→ **INSTRUCCIONES DE LA TAREA**
Determine si cada afirmación concuerda con el texto de lectura: (a) el proceso puede mantenerse indefinido durante un periodo prolongado; (b) el Gobierno y la oposición deben hallar un horizonte de convergencia; (c) la fragmentación de las contrapartes debilitaría la posición de las FARC. Para cada una, indique sí o no y cite literalmente las palabras del texto que lo deciden.

→ **TEXTO DE LECTURA**
'''
El proceso no puede permanecer en la indefinición por mucho tiempo. Es imperativo encontrar la fórmula de salida del laberinto en el que se encuentran los distintos actores (o “constelaciones” de actores, por razón de la heterogeneidad de algunos de ellos) involucrados. En ese orden de ideas, es crucial que tanto el Gobierno como la oposición encuentren un horizonte de convergencia que les permita la interlocución con las FARC desde el mismo lado. Lo opuesto sólo reforzaría la posición de las FARC, que tendería por naturaleza a aprovechar la fragmentación de sus contrapartes.
'''
(Datos extraídos de una colección)
'''
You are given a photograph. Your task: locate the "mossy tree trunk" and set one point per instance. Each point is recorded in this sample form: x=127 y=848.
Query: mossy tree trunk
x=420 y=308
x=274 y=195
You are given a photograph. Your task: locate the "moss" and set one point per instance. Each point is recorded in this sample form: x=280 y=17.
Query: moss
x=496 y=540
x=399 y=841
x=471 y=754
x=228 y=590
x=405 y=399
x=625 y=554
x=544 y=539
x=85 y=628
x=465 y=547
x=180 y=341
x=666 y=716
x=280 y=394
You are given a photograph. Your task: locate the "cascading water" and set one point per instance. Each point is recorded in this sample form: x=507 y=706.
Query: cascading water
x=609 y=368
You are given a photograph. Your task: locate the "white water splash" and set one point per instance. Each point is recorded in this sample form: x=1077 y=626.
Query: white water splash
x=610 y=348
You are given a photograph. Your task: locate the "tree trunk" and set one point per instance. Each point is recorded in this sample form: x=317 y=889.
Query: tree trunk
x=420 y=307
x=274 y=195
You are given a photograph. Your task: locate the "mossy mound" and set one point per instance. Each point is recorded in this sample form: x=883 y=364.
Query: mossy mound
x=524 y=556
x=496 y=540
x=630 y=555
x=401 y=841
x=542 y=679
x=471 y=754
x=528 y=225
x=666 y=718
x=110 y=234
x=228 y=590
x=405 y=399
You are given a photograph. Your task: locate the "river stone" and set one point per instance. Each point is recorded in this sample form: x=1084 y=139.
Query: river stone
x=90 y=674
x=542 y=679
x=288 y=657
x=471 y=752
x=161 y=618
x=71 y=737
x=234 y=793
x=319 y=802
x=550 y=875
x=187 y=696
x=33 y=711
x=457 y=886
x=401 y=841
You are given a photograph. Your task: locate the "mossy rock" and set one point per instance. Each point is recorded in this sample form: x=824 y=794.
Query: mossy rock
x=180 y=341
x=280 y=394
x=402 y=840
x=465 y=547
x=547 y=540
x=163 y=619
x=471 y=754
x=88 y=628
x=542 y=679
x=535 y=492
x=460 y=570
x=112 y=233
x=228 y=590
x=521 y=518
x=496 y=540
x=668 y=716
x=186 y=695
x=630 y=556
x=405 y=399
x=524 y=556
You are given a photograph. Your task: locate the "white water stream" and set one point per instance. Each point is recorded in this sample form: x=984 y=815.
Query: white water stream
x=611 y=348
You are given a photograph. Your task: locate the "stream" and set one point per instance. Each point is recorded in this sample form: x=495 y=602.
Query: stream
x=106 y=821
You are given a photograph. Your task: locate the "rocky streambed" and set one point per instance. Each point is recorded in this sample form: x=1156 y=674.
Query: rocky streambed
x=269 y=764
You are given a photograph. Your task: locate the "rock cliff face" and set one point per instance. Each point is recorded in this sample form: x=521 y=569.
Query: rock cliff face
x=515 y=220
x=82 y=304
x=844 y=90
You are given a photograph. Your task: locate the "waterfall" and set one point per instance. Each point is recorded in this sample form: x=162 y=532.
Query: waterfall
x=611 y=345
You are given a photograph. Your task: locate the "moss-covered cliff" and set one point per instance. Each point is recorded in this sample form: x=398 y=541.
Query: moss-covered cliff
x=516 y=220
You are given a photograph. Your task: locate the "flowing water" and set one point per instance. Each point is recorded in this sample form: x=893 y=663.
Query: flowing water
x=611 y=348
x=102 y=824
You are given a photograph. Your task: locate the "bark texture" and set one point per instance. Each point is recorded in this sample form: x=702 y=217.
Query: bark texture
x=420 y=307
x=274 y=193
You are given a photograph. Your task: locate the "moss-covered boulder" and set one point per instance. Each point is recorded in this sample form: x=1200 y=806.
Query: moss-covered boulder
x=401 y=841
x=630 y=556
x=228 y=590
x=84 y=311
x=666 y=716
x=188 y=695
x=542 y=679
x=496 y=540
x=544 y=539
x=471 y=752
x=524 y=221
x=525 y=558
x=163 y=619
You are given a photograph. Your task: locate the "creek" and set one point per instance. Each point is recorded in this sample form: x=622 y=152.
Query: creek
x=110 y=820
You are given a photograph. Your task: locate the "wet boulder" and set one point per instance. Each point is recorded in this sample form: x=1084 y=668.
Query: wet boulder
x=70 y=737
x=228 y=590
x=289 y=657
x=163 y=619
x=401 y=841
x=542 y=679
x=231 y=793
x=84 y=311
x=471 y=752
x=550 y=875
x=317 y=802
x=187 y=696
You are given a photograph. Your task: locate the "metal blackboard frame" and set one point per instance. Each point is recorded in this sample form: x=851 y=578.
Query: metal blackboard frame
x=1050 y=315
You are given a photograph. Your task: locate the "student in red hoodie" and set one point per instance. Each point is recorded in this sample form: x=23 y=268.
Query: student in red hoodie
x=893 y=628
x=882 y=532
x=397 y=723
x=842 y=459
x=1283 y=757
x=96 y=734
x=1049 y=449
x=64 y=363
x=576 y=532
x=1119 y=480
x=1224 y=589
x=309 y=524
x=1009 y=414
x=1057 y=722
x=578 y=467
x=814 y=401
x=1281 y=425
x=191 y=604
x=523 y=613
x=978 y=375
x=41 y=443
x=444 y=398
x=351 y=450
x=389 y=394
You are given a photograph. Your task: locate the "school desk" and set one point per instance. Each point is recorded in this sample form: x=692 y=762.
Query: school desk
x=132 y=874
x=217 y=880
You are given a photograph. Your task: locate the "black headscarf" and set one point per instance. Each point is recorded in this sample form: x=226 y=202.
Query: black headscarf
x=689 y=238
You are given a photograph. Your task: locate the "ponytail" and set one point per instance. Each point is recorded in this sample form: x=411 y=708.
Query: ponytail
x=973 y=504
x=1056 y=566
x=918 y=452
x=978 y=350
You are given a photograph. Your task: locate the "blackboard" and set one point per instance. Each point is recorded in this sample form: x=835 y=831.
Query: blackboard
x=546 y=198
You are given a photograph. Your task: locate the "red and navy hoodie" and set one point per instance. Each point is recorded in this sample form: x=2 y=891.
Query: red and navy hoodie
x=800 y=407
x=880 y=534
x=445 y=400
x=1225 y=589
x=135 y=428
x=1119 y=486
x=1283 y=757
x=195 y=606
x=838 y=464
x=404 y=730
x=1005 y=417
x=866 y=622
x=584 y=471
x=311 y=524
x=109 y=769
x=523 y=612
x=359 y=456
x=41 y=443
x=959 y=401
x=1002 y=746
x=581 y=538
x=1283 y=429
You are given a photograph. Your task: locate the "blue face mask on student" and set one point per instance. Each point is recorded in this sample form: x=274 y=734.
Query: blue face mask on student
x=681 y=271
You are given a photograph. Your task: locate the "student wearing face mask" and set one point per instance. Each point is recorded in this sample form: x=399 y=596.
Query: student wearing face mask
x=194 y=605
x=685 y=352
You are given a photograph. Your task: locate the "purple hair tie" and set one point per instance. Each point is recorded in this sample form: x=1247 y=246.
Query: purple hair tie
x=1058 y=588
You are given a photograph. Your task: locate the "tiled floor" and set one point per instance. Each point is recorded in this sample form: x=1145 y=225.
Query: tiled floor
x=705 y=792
'''
→ **RESPUESTA COMPLETA**
(a) No: "El proceso no puede permanecer en la indefinición por mucho tiempo."
(b) Sí: "es crucial que tanto el Gobierno como la oposición encuentren un horizonte de convergencia"
(c) No: "Lo opuesto sólo reforzaría la posición de las FARC, que tendería por naturaleza a aprovechar la fragmentación de sus contrapartes."